• What to do
Look below and pull out each line with the word "timber".

• Input material
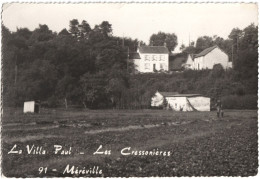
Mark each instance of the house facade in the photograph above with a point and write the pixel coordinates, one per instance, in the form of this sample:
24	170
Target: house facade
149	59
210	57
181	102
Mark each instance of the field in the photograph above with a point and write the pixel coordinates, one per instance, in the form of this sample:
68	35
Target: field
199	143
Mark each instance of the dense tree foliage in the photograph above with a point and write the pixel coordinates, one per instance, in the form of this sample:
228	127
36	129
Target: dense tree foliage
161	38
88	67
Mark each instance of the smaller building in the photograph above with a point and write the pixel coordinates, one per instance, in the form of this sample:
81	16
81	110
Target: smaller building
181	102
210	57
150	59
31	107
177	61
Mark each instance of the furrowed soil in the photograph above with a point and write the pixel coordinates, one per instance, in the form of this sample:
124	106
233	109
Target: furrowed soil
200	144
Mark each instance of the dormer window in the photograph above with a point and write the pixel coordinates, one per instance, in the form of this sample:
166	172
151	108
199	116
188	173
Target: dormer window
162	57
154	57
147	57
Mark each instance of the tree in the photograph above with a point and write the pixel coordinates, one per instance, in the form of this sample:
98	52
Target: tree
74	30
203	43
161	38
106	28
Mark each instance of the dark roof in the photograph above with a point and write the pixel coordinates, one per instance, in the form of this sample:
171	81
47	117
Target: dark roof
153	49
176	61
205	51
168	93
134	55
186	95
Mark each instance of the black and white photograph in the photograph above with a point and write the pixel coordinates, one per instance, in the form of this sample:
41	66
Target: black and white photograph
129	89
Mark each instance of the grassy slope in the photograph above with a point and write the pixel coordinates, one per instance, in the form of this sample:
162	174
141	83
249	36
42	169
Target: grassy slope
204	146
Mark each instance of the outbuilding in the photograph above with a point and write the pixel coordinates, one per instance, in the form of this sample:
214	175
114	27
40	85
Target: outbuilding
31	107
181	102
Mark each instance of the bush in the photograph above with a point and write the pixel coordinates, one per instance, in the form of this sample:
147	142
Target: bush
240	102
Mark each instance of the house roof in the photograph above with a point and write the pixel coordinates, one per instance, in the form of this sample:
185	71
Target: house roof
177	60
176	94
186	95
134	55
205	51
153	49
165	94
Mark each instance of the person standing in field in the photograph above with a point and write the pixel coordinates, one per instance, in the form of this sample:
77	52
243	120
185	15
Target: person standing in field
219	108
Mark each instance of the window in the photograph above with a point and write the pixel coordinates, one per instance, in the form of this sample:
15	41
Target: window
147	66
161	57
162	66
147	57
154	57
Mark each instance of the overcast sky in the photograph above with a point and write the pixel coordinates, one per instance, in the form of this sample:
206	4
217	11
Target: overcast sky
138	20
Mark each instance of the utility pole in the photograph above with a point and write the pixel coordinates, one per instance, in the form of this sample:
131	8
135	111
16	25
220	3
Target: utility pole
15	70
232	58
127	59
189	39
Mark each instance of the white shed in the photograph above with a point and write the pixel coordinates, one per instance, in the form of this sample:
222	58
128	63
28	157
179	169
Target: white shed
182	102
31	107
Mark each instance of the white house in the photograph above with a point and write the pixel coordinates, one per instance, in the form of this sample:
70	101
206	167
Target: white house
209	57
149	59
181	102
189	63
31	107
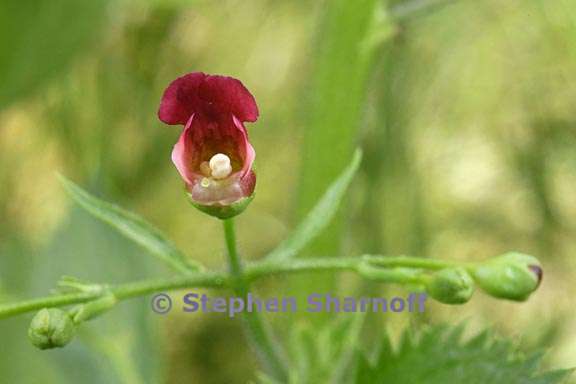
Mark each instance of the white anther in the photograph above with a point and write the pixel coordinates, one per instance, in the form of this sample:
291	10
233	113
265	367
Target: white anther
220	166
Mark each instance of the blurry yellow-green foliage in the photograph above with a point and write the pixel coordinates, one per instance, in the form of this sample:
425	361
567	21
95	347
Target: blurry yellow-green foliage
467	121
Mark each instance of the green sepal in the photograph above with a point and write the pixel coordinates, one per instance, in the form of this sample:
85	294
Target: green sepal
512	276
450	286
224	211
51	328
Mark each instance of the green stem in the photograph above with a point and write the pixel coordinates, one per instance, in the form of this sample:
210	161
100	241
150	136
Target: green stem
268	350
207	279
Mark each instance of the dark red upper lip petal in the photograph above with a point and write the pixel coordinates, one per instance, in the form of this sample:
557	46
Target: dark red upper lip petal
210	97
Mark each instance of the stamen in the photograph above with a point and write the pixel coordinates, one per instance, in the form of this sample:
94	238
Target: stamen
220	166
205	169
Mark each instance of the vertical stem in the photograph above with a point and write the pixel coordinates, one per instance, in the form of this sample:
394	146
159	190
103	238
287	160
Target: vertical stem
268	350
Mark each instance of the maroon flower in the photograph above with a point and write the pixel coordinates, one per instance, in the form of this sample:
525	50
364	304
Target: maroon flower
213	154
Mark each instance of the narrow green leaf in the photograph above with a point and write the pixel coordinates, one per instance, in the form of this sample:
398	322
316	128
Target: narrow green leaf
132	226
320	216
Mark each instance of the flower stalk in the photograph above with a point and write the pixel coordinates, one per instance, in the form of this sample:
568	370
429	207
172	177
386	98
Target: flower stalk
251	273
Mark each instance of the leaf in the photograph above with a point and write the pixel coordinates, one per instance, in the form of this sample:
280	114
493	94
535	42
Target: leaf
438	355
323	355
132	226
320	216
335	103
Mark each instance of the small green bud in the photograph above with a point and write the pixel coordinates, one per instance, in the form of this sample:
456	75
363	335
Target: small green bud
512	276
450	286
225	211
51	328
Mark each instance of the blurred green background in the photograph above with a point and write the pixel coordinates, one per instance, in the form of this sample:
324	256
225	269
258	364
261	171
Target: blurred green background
--
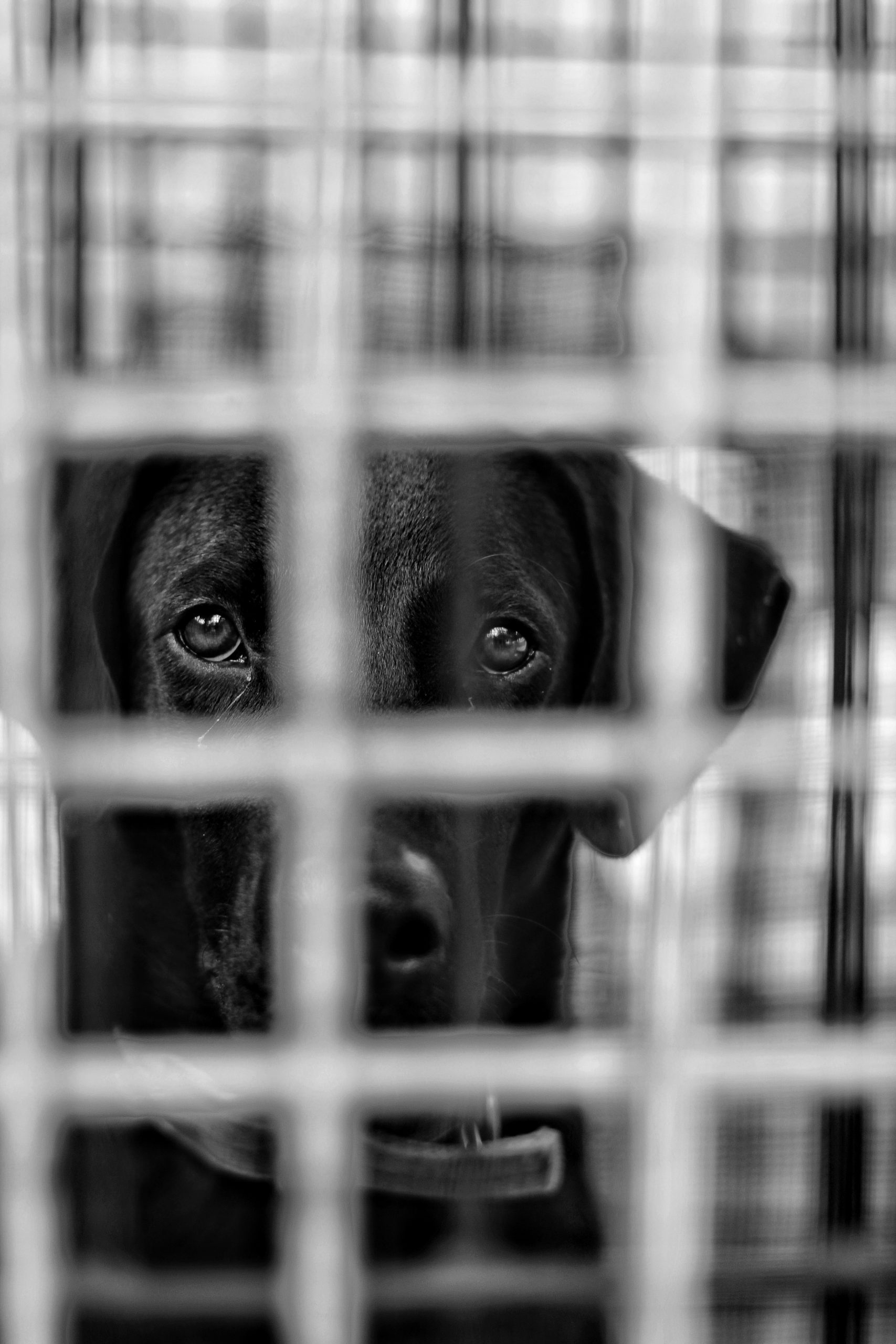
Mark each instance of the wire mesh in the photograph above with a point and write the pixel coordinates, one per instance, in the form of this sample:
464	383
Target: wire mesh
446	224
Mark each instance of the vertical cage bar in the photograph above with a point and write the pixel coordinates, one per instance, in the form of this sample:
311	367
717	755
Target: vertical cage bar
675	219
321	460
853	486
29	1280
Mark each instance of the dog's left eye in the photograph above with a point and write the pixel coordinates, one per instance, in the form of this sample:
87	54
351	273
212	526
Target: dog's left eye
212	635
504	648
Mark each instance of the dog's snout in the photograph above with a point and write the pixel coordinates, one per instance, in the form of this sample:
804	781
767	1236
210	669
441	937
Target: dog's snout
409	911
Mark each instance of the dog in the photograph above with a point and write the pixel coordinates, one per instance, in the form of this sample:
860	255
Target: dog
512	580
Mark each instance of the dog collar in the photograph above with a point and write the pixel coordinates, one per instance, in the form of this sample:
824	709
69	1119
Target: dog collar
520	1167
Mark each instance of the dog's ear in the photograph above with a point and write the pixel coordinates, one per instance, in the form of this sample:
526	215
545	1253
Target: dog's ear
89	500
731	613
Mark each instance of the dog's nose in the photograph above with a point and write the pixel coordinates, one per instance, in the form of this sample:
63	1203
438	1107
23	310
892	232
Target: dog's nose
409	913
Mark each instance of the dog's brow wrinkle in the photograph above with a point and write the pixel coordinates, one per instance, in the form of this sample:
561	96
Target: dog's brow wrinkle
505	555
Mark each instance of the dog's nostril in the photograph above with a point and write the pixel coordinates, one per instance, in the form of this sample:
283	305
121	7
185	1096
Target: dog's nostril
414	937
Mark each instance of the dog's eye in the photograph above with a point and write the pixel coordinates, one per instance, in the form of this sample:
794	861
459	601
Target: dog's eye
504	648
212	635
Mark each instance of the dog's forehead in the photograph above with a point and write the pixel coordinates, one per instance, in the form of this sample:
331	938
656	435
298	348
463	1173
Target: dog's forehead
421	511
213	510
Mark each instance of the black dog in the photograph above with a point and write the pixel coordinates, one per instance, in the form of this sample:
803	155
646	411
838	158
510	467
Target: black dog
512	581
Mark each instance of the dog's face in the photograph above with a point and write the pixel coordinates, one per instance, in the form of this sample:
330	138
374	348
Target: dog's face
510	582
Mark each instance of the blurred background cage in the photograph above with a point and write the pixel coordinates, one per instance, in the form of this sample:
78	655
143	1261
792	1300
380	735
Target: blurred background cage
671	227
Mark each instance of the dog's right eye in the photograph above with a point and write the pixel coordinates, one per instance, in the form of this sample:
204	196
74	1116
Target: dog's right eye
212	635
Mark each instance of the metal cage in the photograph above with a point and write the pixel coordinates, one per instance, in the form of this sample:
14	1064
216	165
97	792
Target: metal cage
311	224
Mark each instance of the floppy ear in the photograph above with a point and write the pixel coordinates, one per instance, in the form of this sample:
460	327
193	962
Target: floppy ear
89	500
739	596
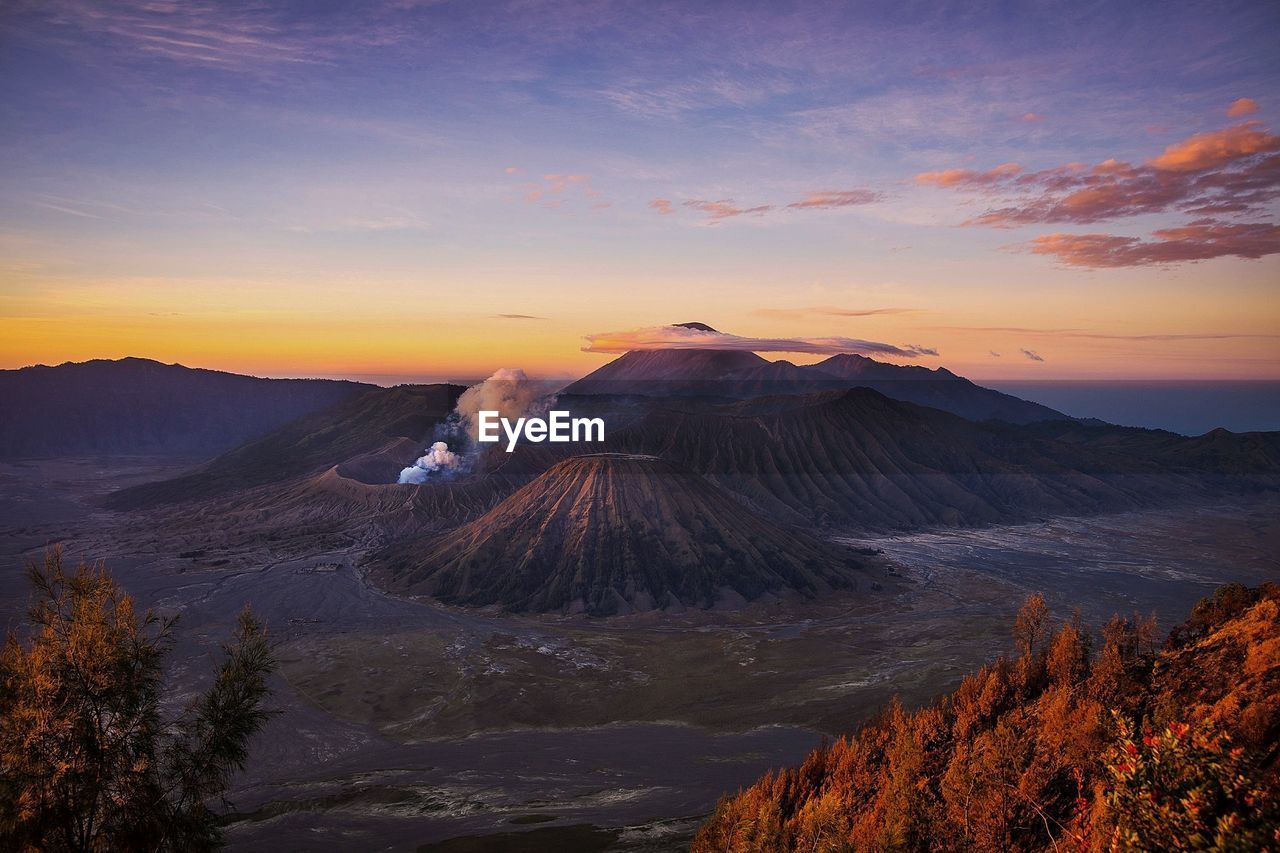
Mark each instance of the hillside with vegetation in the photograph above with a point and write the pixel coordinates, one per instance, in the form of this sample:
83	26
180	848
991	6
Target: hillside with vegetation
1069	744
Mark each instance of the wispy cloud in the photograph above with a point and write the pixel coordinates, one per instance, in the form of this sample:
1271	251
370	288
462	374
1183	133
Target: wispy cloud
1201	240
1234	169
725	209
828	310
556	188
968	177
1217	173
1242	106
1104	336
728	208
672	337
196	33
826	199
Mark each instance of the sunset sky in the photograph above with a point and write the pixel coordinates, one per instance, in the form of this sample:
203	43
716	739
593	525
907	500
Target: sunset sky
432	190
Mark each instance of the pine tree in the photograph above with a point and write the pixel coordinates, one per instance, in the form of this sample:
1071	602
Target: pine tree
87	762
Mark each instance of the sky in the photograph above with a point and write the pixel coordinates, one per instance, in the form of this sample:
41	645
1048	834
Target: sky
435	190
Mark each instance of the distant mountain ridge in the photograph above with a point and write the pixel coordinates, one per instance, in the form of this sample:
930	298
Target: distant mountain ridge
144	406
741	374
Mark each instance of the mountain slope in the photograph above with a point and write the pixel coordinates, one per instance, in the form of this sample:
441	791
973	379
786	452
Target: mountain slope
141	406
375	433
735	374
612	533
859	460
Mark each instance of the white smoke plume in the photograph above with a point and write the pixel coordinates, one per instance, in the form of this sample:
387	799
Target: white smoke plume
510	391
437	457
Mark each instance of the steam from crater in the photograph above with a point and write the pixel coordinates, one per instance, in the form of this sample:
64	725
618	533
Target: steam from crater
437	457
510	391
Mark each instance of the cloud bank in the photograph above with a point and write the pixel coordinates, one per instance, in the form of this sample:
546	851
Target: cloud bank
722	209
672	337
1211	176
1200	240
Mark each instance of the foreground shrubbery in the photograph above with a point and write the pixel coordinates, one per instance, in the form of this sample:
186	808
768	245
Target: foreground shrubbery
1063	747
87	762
...
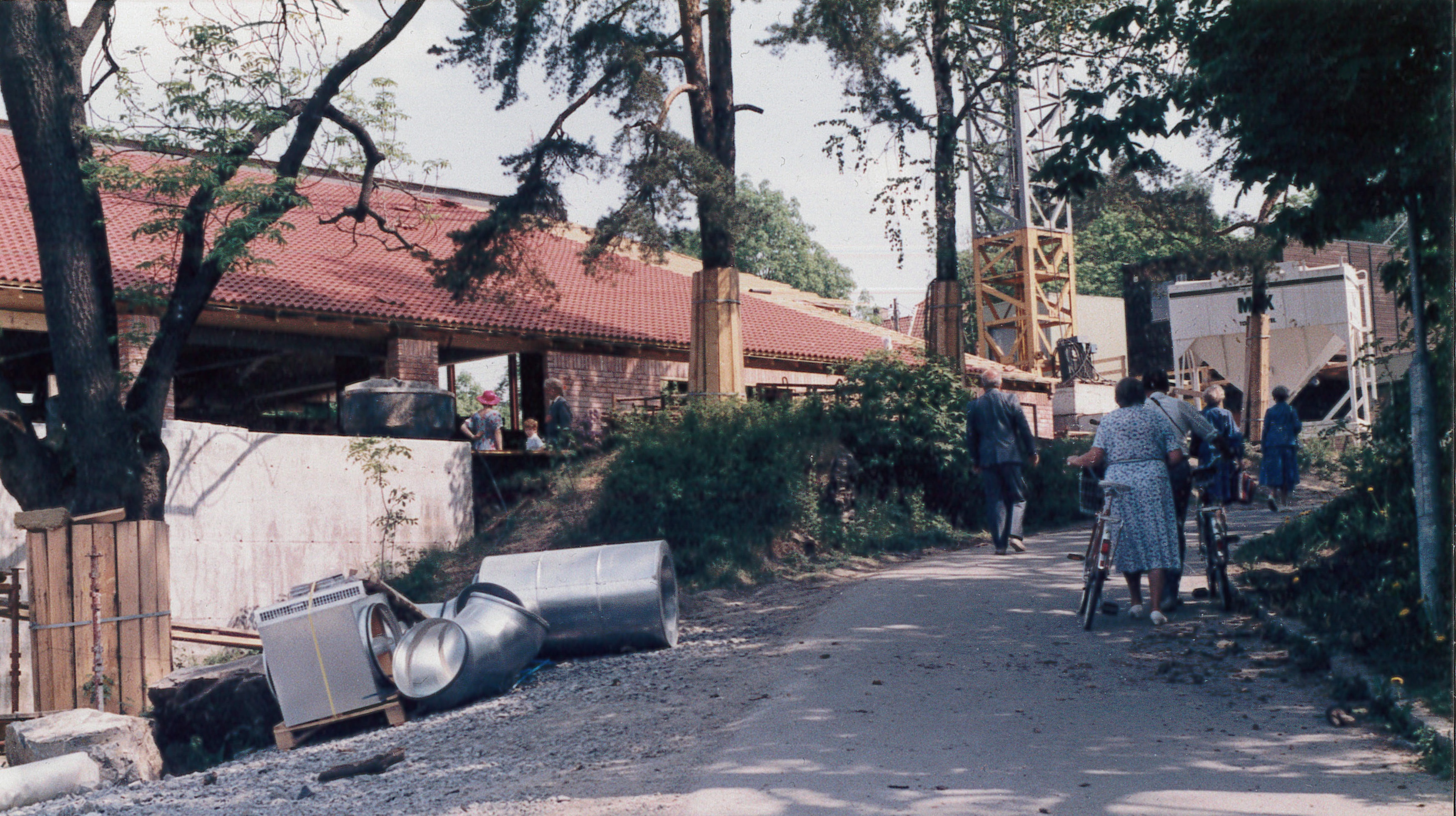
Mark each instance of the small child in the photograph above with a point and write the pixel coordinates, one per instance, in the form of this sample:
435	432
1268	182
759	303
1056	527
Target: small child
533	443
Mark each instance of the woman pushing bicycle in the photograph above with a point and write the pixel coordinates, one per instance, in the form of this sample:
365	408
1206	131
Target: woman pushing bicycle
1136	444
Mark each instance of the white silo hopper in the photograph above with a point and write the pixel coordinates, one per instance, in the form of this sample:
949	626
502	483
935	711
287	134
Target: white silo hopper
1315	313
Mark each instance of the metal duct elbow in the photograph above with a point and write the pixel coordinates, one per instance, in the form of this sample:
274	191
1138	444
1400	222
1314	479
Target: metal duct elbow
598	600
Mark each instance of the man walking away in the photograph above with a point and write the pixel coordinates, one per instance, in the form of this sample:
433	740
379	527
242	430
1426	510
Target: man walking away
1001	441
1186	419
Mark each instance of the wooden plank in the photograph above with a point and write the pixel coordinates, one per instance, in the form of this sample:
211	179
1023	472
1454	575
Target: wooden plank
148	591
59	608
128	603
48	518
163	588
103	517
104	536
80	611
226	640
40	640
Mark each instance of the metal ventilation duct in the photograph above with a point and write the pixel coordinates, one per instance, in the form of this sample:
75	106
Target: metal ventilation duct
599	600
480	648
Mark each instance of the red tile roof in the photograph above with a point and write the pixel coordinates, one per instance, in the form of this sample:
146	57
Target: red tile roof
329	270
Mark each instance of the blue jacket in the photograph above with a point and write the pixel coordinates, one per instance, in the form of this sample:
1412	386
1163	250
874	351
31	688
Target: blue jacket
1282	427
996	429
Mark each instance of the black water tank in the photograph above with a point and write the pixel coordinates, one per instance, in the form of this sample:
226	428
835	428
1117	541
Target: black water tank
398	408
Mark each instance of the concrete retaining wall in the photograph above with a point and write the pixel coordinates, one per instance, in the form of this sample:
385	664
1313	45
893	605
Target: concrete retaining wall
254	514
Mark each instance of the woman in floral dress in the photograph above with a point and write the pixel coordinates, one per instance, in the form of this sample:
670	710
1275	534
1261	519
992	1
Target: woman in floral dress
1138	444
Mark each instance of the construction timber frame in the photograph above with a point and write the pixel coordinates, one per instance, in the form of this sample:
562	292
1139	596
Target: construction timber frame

• Written response
Mark each instance of the construction timber frame in the photograph above with a point and write the pixel coordinates, one per instance, in the form of this sample:
Target: construction timber frame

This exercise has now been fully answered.